[GOAL] Print the entries below word for word; the pictures stay out of your copy.

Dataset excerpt

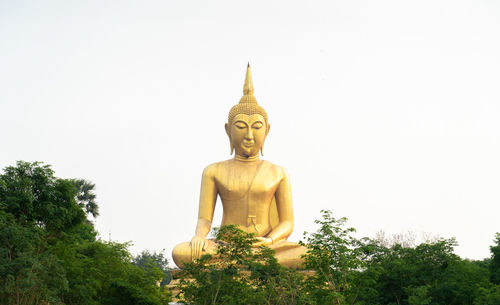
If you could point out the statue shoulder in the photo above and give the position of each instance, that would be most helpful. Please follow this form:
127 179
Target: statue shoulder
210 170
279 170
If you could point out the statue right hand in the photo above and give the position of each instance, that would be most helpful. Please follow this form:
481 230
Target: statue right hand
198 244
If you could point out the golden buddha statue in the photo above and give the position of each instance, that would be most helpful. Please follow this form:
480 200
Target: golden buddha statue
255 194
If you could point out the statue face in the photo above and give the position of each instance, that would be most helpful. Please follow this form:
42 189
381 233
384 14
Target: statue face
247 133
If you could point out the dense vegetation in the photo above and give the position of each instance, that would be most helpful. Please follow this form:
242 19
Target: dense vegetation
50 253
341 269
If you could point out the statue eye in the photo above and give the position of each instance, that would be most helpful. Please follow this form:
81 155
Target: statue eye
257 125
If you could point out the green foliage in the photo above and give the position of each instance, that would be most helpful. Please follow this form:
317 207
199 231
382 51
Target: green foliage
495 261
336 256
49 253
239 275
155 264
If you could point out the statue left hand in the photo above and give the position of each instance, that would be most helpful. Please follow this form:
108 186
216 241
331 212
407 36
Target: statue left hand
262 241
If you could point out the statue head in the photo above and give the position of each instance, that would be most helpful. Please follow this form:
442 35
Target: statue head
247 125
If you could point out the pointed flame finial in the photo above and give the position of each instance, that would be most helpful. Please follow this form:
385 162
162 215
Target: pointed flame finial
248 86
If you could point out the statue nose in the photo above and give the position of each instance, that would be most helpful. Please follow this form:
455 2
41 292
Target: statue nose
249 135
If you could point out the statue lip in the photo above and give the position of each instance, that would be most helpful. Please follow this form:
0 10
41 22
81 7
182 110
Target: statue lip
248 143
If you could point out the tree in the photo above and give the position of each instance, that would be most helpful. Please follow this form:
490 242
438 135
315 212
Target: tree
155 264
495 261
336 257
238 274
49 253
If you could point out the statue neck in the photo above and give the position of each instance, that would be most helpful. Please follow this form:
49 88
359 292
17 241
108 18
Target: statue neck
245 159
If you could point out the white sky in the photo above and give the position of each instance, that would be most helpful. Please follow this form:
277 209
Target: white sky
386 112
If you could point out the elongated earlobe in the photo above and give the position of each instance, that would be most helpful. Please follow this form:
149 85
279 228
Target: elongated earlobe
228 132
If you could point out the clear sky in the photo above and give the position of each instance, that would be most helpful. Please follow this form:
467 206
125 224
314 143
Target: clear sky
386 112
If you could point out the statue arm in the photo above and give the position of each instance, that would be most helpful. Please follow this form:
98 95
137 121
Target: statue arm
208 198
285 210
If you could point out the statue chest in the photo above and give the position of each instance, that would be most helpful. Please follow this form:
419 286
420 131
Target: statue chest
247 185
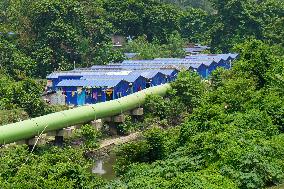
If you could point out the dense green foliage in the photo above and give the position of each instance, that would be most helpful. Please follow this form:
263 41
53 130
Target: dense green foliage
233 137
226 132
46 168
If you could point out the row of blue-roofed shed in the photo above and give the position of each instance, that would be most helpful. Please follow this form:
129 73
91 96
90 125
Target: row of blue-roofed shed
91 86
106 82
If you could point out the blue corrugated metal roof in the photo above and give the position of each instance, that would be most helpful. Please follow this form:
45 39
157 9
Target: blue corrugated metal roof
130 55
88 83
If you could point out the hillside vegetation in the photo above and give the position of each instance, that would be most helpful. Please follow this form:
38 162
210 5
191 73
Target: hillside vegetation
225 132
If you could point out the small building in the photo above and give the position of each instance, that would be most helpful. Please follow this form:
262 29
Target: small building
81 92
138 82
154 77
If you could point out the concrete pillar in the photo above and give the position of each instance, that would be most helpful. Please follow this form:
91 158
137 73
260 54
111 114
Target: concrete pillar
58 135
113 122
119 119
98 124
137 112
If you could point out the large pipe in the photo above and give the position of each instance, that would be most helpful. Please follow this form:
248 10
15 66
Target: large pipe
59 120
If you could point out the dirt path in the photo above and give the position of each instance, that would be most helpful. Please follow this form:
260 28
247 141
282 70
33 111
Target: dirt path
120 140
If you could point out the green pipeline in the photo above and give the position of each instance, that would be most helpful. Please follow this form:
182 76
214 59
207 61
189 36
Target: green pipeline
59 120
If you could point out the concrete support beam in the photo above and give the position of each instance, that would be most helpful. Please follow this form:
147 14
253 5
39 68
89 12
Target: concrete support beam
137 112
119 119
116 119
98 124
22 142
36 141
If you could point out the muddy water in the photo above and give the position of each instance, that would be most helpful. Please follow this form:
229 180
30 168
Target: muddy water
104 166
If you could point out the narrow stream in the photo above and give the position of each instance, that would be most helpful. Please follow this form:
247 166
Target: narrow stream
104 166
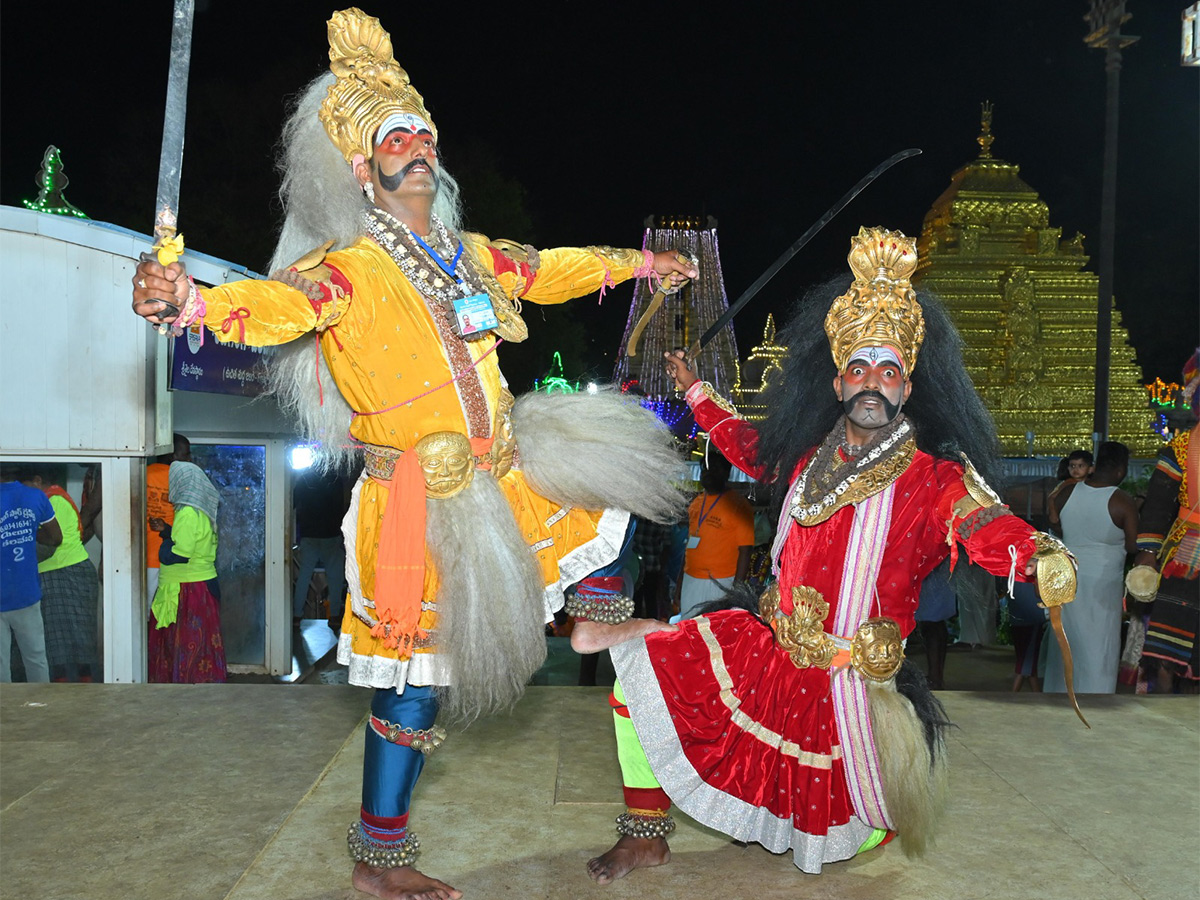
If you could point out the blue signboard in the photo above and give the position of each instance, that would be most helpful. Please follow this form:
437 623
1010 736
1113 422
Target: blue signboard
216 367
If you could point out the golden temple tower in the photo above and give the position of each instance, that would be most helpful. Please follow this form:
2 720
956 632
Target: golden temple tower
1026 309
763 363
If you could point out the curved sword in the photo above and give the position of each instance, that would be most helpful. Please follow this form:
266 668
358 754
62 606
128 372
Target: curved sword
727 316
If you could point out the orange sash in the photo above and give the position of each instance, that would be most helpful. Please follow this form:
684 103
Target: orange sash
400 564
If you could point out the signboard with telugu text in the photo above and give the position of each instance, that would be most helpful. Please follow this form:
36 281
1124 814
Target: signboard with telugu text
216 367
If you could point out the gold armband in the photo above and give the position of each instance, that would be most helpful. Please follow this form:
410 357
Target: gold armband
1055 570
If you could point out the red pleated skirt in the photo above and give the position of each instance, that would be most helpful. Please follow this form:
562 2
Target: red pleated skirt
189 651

[REPLY TO THE TASK]
If you could point out the statue shoulder in the photo above and give the position of each instance, that would be most helpful. Please follow this form:
127 179
Target: statue shoulder
210 170
279 170
If you could point out the statue right hand in the photo above and give the position of each instance, that would be most helpful. Please follow this form:
481 230
Target: statue right hand
198 244
If you could point out the golden buddha statue in the photo above and give the position of each instance, that would be most helpful. Please follow this form:
480 200
Target: golden buddha statue
255 194
If you could point out the statue face in the photo above and give the position of each instance, that would be most helpful. Please follow this form:
42 189
381 233
384 14
Target: statue face
247 133
If you could point out the dense vegetation in the photo above and give the position of each instance, that would be most helpful. Please follow this form:
242 19
Target: dense vegetation
50 253
341 269
If you could point out the statue eye in the photo above and give the position of each instance, that would be most helpful. Please follow this form:
81 155
Target: statue eye
257 125
If you could point out the green foliage in the photo above and give the position of each instance, that would be most helpful. Please follow this form:
317 207
199 231
382 51
Target: green foliage
495 261
336 256
49 253
239 275
155 264
If you could point out the statue left hand in the photo above and give the position of each instance, that would be most helpful. Please follow this form:
108 186
216 241
331 212
407 36
Target: statue left hand
262 241
If you could point out the statue head in the photo above and give the position of each instance, that would be most helpful. Please follow this form:
442 35
Target: statue head
247 125
If you could point out the pointed flame finial in the photo above and give the position of each instance, that would be most helpful. Please follow this form:
385 162
162 215
Target: pointed flame finial
248 86
If you could point out the statue nose in the photo above and give the position of each instance, that would be most helpful. Please follow this form:
455 2
41 292
Target: statue nose
249 135
If you could point out the statue lip in the photo above and give the position of each instance, that would be most helpful. Please follow this form:
0 10
41 22
81 7
182 110
Target: statue lip
248 143
If you could point out the tree in the photo above and give the position of each instance, that would be most helpful. Please follow this form:
490 242
438 135
315 212
Target: tree
155 264
495 261
336 257
238 274
49 253
If you could point out the statue neck in the photo above and give the position of each instance, that would be most helpful. Please follow this form:
49 88
359 292
17 241
108 18
Target: statue neck
245 159
If you could point out the white sky in the photo above and give the position of each instance, that would be most helpful. Please follow this form:
277 209
Target: white sky
386 112
If you could point out the elongated earlobe in the photo above and give the position of each instance, that would be most helpful. Please follow this form:
149 85
279 228
Target: elongated earlobe
228 132
If you could point out the clear sky in the photo above and give the position of each instance, that would be most helpful. Please follow this form:
467 206
125 224
314 143
Target: clear sky
386 112
If you could point out the statue arm in the photo above and give the position of each instance, that would be most helpful. Please follow this form:
98 95
137 121
Target: statue arm
208 198
285 210
If you could point out the statue chest in the photo above and give the position of each instance, that would be most helpful. Please follow this form:
419 286
420 131
Target: statue chest
247 185
If you could point out the dense green foliage in the photo above and give the position of each instance, that would be most helpful. Please follow this form:
263 41
53 130
Target: dense green foliage
233 137
226 132
46 168
If you could point out the row of blue-roofed shed in the photo above and give the position of each instance, that would be most helpful. Please follow this form:
129 73
91 96
90 125
Target: row of blue-roofed shed
91 86
106 82
If you could point out the blue corrugated metal roof in the photo above and give the position of each instance, that would be most helpful. Please follow this form:
45 39
157 9
Target: blue corrugated metal roof
130 55
88 83
If you could point out the hillside vegetation in the photo above and give the position of each instance, that would be most helpful. Please follow this form:
38 162
210 5
191 73
Target: hillside vegetation
225 132
If you could point out the small building in the photo above and give the position of each instance, that would be most helpful. Please follow this form:
262 29
Target: small building
81 92
138 82
154 77
If you could point out the concrete pillar in the photo above and give the position of each instance, that would be most helpful. Please follow this form:
91 158
137 73
260 54
111 114
Target: concrete pillar
58 135
113 122
119 119
98 124
137 112
If you could point out the large pipe in the photo above and give the position of each instance, that would be most helpful. Please follow this form:
248 10
15 66
Target: large pipe
59 120
If you could point out the dirt path in the photo above and give the position of each instance, that would be most helpful. Please follow this form:
260 28
247 141
282 70
33 111
Target: dirt path
120 140
If you could point out the green pipeline in the photo above and give the position of each instance, that would be most helpful. Please follow this form:
182 76
214 59
207 61
189 36
Target: green pipeline
59 120
If you could point out the concrete support beam in the photo above and give the position of each instance, that would be most helpful. Please follow this form:
147 14
253 5
39 68
89 12
Target: concrete support beam
137 112
119 119
116 119
98 124
22 142
36 141
If you could point out the muddy water in the photo above and give the position of each instance, that would be most helpful. Please follow this form:
229 180
30 168
Target: muddy water
104 166
If you could point out the narrow stream in the photo above and give the position of each instance, that would be most helpful. Please follow this form:
247 166
Target: narrow stream
104 166
If you could point out the blue signboard in the photo above and give the position of each instance, that would be most helpful. Please follow this form:
437 623
1010 736
1113 422
Target: blue signboard
216 367
If you could point out the golden temple tower in the photo above and give the position of each instance, that would be most helpful. Please follow this form:
2 720
956 632
Target: golden temple tower
1026 309
763 363
If you could point out the curved sword in the photo above and give the position of each instance, that would be most helpful. Please follow this form:
266 668
358 754
62 606
128 372
Target: curved sword
727 316
If you could point out the orange sash in the photo above and give the position of each instance, that would be most helpful. Please follow this form:
684 103
Target: orange sash
400 564
If you could point out the signboard with telugu text in the photo above and give the position of each instance, that would be most helpful. Please follow this form:
36 281
1124 814
Target: signboard with telugu text
216 367
If you could point out the gold armband in the photo above and give the position of each instance, that would be most helpful. Please follow this form:
410 357
Target: gold armband
1055 570
If you could point out the red pleated skirt in the photo above and give the position of each instance, that would be most helpful. Please follow this form:
562 2
Target: red pleated skirt
189 651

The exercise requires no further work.